> **Письменное задание a**: Верните без изменений фрагмент текста о надписях Крольмуса от слов «Чтение надписи В.» до слов «камня с надписями.» включительно.

> **Исходный отрывок**:
╭──

Чтение надписи В. Крольмуса. Чешский археолог Вацлав Кроль-мус (1817-1861), путешествуя по Богуславскому краю Чехии у Скаль-ско, в 1852 году находился в селе Кральск, где узнал, что крестьянин Юзеф Кобша, копая погреб, по звуку удара предположил существование полости за северной стеной дома. Пробив стену, Юзеф обнаружил подземелье, свод которого держался на каменном столбе. На лестнице, ведущей туда, находились сосуды, которые привлекли его внимание, ибо он предположил, что в них спрятаны деньги. Однако денег там не было. Негодуя, Кобша разбил урны, а их содержимое выбросил в навоз. Как раз в эти дни его и навестил Крольмус. Услышав о найденных урнах, он зашел к крестьянину и попросил показать подвал. Оглядев подземелье, он заметил на столбе, поддерживающем своды, два камня с надписями.
Перерисовав надписи и внимательно осмотрев остальные предметы, Вацлав Крольмус уехал, однако при всяком удобном случае в 1853 и 1854 годах просил своих знакомых навестить крестьянина,
скопировать надписи и отослать их ему. Так он убедился в объективности перерисовки. О своих находках, а также о попытке чтения надписей он сообщил в своей работе13. Вторую, более короткую, надпись, предполагая, что она написана германскими рунами, но по-славянски, он прочитал RAKSI, что понимал как имя древнеиндийского бога темного царства РАКШАСА14, позиция (2). Первая надпись, много более пространная и напоминающую русскую вязь в заглавиях книг, была им прочитана как RADEGASI BALEMU, VILINSI, NISI, JAMARSI, SUDU (или SURU) SIVI, что означало РАДЕГАСТОВУ БЯЛЕМУ, ВЛИНСУ, НИШУ, ЯМАЖУ, СЕДЬМОМУ — ЖИВУ. На взгляд Крольмуса, это все были имена славянских богов. Несколько иную версию прориси дал П. Бенеш, и на нее ссылался первый критик Крольмуса Воцель15. Для Чехии это был пример первого обнаружения и чтения славянской надписи к сожалению, чтения неверного.

╰──

[Сохранённые позиции из коллекции]
╭──

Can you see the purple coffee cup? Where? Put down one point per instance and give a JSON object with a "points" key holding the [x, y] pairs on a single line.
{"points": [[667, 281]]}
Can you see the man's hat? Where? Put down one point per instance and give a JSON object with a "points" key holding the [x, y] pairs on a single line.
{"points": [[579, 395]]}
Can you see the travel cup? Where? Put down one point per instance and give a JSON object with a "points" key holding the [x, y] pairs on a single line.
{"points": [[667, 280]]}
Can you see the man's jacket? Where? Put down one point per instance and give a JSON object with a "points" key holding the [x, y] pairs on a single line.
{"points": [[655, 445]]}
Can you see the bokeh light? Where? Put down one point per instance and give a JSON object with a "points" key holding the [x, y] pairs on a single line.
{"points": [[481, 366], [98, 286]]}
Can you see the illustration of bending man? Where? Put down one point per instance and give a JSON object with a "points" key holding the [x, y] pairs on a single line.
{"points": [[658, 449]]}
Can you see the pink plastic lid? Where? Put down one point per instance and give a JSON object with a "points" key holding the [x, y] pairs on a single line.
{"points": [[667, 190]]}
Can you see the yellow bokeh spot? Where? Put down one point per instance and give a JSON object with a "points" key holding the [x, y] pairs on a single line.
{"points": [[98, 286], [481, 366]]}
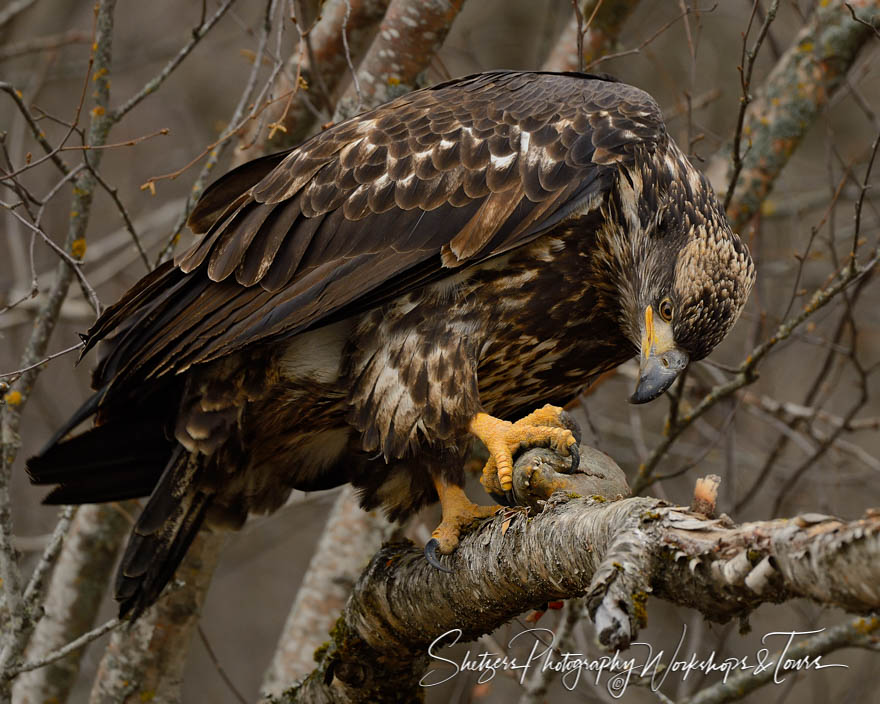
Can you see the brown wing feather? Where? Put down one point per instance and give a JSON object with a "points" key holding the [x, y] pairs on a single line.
{"points": [[435, 179]]}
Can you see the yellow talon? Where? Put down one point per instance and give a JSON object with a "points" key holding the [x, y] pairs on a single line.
{"points": [[502, 438]]}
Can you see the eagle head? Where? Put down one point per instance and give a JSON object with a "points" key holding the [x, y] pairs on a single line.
{"points": [[696, 277]]}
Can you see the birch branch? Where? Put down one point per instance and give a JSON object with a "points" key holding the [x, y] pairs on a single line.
{"points": [[409, 36], [145, 661], [349, 538], [328, 71], [791, 98], [75, 592], [616, 553]]}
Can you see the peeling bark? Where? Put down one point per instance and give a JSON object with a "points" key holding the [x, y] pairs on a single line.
{"points": [[599, 39], [330, 69], [616, 553], [78, 585]]}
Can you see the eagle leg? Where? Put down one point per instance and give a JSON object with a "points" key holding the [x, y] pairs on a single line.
{"points": [[458, 511], [541, 428]]}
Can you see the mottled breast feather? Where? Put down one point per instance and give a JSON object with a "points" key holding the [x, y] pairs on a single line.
{"points": [[376, 205]]}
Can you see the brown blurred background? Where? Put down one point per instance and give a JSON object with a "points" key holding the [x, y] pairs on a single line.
{"points": [[262, 565]]}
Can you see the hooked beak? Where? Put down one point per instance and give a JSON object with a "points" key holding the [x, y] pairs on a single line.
{"points": [[660, 361]]}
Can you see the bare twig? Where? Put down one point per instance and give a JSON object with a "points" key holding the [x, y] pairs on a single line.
{"points": [[13, 9], [747, 65]]}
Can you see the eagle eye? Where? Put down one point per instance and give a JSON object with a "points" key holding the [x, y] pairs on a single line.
{"points": [[665, 310]]}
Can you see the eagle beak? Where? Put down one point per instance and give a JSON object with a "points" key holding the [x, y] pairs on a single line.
{"points": [[660, 361]]}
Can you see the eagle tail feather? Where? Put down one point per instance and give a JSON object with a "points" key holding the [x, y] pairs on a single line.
{"points": [[162, 535]]}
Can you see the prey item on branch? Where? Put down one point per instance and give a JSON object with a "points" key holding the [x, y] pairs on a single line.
{"points": [[361, 307]]}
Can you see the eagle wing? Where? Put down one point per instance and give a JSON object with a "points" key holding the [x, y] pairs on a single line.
{"points": [[388, 200]]}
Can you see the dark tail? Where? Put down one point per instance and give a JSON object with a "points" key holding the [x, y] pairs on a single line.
{"points": [[130, 454]]}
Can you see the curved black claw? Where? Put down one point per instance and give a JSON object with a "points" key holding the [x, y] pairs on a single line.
{"points": [[575, 455], [431, 555]]}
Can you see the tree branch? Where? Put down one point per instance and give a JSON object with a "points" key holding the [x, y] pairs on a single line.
{"points": [[614, 552], [410, 34]]}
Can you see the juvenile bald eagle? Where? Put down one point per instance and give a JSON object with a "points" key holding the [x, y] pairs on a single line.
{"points": [[359, 308]]}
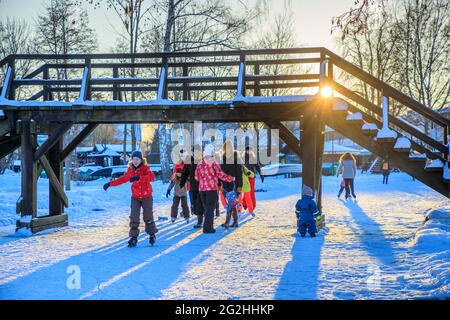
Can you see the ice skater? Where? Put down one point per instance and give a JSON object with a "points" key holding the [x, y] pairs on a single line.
{"points": [[140, 176], [180, 196], [306, 211]]}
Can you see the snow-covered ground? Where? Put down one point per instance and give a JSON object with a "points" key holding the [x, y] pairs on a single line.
{"points": [[375, 248]]}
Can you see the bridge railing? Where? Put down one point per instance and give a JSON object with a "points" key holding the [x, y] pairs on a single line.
{"points": [[186, 72], [425, 143]]}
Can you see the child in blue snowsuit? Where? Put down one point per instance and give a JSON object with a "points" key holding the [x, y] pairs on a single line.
{"points": [[305, 209]]}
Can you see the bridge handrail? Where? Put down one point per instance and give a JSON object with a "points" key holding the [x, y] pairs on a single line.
{"points": [[97, 56], [387, 89]]}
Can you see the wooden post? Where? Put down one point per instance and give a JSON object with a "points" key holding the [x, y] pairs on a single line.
{"points": [[309, 148], [385, 103], [162, 87], [88, 92], [186, 92], [320, 141], [55, 160], [45, 76], [12, 88], [241, 78], [29, 179], [115, 86], [257, 91]]}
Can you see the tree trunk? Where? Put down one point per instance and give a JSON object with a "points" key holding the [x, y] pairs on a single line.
{"points": [[163, 133]]}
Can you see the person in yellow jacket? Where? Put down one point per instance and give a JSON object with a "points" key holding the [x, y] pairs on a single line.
{"points": [[245, 197]]}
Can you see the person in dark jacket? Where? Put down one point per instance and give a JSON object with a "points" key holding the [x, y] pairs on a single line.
{"points": [[306, 209], [188, 177], [386, 171], [179, 196], [231, 166], [140, 176]]}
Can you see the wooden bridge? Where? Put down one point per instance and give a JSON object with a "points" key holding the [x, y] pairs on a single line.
{"points": [[219, 86]]}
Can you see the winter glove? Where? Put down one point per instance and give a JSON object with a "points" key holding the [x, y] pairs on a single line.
{"points": [[135, 178]]}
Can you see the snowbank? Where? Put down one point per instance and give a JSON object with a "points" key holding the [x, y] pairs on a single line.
{"points": [[369, 126], [433, 238], [354, 116], [402, 143], [386, 133], [340, 106], [434, 164]]}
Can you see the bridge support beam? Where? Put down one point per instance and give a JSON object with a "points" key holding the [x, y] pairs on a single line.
{"points": [[28, 204], [312, 142], [31, 169]]}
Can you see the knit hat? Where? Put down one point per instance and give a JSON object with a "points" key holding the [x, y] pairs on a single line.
{"points": [[307, 191], [209, 151], [137, 154]]}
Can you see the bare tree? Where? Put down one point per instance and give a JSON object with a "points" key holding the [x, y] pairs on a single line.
{"points": [[15, 38], [192, 25], [63, 28], [375, 51], [424, 28], [355, 19]]}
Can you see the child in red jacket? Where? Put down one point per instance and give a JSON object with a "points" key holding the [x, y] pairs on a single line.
{"points": [[140, 176]]}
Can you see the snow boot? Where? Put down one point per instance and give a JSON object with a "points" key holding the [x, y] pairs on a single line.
{"points": [[235, 219], [132, 242], [226, 225], [199, 222], [152, 239]]}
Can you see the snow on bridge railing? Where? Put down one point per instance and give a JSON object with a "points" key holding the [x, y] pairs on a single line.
{"points": [[172, 82]]}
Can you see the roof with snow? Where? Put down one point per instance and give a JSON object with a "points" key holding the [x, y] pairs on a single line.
{"points": [[105, 153], [84, 149], [115, 147], [336, 148]]}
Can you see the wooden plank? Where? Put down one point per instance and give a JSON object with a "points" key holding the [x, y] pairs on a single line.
{"points": [[241, 78], [4, 127], [392, 119], [388, 90], [292, 142], [286, 85], [162, 86], [49, 222], [78, 139], [29, 179], [153, 114], [196, 64], [54, 180], [7, 83], [156, 55], [9, 145], [398, 159], [52, 140], [56, 202], [309, 149]]}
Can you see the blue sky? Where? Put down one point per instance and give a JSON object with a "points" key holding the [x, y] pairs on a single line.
{"points": [[312, 18]]}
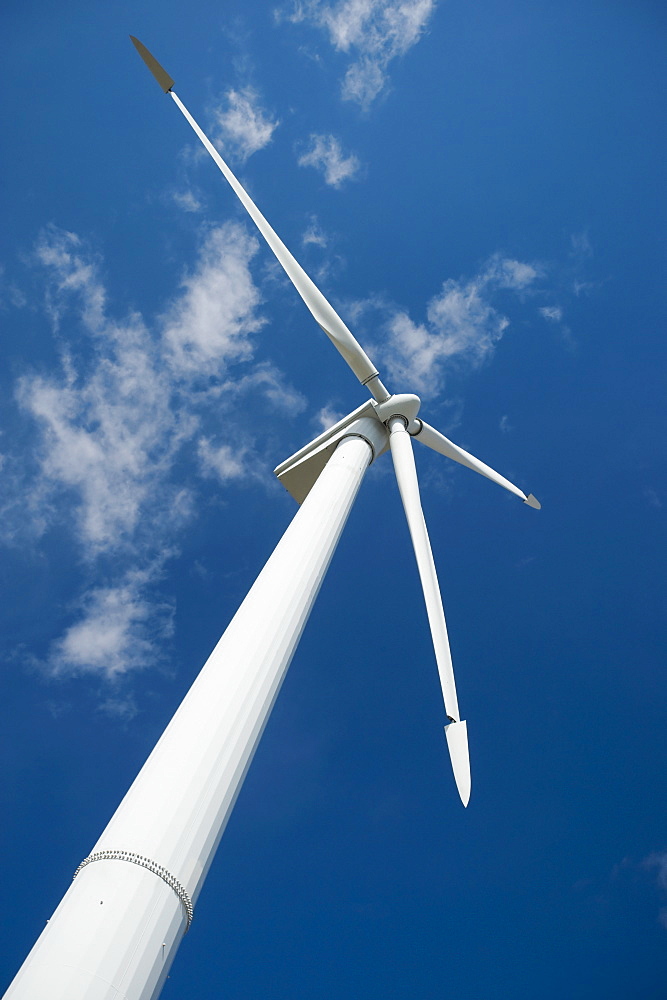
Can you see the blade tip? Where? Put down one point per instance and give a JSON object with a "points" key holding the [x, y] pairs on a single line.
{"points": [[160, 74], [457, 743]]}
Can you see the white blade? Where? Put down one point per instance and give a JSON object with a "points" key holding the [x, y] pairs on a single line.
{"points": [[322, 310], [438, 442], [406, 474]]}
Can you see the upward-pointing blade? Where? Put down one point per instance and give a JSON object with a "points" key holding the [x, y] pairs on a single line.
{"points": [[438, 442], [406, 474], [322, 310], [160, 75]]}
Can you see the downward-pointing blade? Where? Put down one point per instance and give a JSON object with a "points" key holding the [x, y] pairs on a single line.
{"points": [[406, 474], [438, 442], [320, 308]]}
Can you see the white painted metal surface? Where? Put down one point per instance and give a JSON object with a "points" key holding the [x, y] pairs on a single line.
{"points": [[406, 474], [119, 925], [116, 930]]}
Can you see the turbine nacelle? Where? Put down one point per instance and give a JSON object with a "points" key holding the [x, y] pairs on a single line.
{"points": [[385, 420]]}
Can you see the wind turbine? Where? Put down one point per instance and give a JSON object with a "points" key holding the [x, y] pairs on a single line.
{"points": [[117, 928]]}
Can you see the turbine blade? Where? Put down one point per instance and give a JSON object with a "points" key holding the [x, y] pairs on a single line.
{"points": [[406, 474], [438, 442], [160, 75], [320, 308]]}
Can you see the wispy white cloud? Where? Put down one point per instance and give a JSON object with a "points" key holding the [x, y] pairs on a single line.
{"points": [[324, 152], [187, 201], [372, 32], [210, 323], [462, 326], [115, 634], [553, 313], [314, 234], [241, 125], [109, 430]]}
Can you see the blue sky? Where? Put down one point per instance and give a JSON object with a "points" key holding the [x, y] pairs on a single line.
{"points": [[479, 190]]}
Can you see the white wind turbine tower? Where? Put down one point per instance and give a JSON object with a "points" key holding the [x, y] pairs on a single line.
{"points": [[117, 929]]}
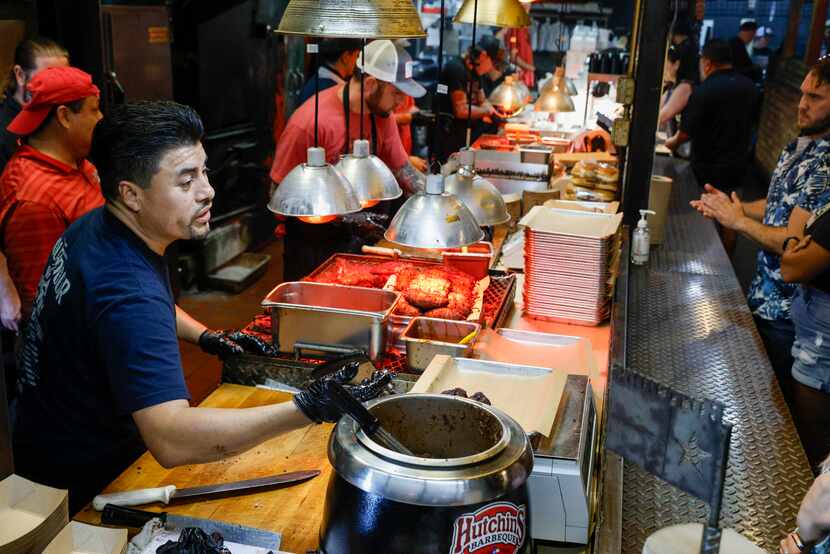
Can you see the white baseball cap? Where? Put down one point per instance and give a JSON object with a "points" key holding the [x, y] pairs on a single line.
{"points": [[392, 64]]}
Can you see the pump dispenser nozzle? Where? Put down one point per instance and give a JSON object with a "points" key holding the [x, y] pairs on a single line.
{"points": [[643, 223]]}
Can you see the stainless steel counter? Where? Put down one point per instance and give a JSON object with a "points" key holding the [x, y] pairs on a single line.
{"points": [[689, 327]]}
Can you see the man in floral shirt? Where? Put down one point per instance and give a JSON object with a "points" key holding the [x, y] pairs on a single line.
{"points": [[799, 186]]}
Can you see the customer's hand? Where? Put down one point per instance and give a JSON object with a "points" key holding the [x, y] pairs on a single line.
{"points": [[10, 309], [700, 206], [229, 343], [814, 515], [418, 163], [802, 243], [315, 402], [727, 210]]}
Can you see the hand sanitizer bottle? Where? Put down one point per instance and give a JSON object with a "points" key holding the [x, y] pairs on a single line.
{"points": [[641, 239]]}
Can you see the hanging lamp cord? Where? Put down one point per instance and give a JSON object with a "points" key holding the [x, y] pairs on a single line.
{"points": [[316, 91], [475, 75], [362, 98], [436, 104]]}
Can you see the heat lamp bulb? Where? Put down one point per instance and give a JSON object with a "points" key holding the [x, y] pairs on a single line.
{"points": [[317, 219]]}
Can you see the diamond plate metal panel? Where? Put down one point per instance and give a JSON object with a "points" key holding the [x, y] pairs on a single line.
{"points": [[690, 328]]}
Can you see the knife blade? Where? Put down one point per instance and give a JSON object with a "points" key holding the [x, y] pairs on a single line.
{"points": [[167, 493], [231, 532]]}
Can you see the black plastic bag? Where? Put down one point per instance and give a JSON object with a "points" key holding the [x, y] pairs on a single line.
{"points": [[193, 540]]}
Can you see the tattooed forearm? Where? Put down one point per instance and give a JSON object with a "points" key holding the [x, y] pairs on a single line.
{"points": [[411, 179]]}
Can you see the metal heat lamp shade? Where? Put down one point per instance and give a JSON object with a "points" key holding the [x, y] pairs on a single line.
{"points": [[371, 179], [434, 219], [570, 87], [479, 195], [314, 191], [369, 19], [509, 98], [554, 97], [497, 13]]}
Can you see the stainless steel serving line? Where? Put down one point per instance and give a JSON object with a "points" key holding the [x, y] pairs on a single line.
{"points": [[689, 327]]}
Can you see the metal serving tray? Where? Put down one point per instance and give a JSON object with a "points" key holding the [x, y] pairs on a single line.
{"points": [[305, 315]]}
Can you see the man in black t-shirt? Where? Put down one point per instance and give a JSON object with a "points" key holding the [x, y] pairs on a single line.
{"points": [[338, 58], [718, 119], [101, 376], [457, 76], [741, 61]]}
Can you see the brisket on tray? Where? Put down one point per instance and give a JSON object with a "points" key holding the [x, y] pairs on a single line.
{"points": [[441, 292]]}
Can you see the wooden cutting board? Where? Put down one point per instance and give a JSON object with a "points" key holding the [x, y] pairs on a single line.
{"points": [[295, 511]]}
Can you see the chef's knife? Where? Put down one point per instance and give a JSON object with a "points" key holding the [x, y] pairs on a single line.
{"points": [[231, 532], [423, 256], [169, 492]]}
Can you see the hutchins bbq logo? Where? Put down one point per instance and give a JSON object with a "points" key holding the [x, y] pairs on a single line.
{"points": [[497, 527]]}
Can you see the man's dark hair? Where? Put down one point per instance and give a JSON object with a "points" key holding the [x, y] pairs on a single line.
{"points": [[129, 143], [26, 55], [491, 45], [821, 70], [750, 25], [717, 51], [332, 48], [682, 27]]}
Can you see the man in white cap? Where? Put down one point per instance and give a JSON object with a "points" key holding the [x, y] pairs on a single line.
{"points": [[387, 78]]}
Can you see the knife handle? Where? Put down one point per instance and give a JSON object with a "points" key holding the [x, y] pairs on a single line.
{"points": [[128, 517], [350, 405], [381, 251], [135, 498]]}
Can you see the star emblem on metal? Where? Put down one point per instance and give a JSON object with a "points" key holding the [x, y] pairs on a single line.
{"points": [[693, 454]]}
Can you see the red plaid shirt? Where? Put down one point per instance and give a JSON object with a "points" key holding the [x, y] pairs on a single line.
{"points": [[46, 196]]}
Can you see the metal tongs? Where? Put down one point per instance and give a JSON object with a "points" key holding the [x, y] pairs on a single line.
{"points": [[352, 407]]}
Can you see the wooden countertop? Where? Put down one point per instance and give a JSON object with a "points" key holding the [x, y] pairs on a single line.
{"points": [[295, 510]]}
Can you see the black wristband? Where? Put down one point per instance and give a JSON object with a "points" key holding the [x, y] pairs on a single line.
{"points": [[787, 242]]}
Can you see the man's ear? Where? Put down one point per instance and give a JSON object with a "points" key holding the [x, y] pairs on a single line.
{"points": [[19, 75], [370, 84], [62, 116], [131, 195]]}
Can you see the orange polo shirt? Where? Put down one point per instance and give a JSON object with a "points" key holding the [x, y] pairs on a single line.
{"points": [[39, 198]]}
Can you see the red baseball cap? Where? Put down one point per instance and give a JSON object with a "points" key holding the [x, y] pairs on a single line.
{"points": [[51, 87]]}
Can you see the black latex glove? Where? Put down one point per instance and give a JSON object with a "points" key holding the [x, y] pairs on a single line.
{"points": [[229, 343], [316, 404]]}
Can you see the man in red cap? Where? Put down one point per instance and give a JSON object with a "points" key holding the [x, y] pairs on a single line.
{"points": [[48, 183]]}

╰──

> **Письменное задание b**: Выберите и выпишите без изменений все строки списка, в которых встречается слово «brown», учитывая регистр букв.

> **Результат a**:
Чтение надписи В. Крольмуса. Чешский археолог Вацлав Кроль-мус (1817-1861), путешествуя по Богуславскому краю Чехии у Скаль-ско, в 1852 году находился в селе Кральск, где узнал, что крестьянин Юзеф Кобша, копая погреб, по звуку удара предположил существование полости за северной стеной дома. Пробив стену, Юзеф обнаружил подземелье, свод которого держался на каменном столбе. На лестнице, ведущей туда, находились сосуды, которые привлекли его внимание, ибо он предположил, что в них спрятаны деньги. Однако денег там не было. Негодуя, Кобша разбил урны, а их содержимое выбросил в навоз. Как раз в эти дни его и навестил Крольмус. Услышав о найденных урнах, он зашел к крестьянину и попросил показать подвал. Оглядев подземелье, он заметил на столбе, поддерживающем своды, два камня с надписями.

> **Результат b**:
Can you see the brown wing feather? Where? Put down one point per instance and give a JSON object with a "points" key holding the [x, y] pairs on a single line.
Can you see the brown blurred background? Where? Put down one point per instance and give a JSON object with a "points" key holding the [x, y] pairs on a single line.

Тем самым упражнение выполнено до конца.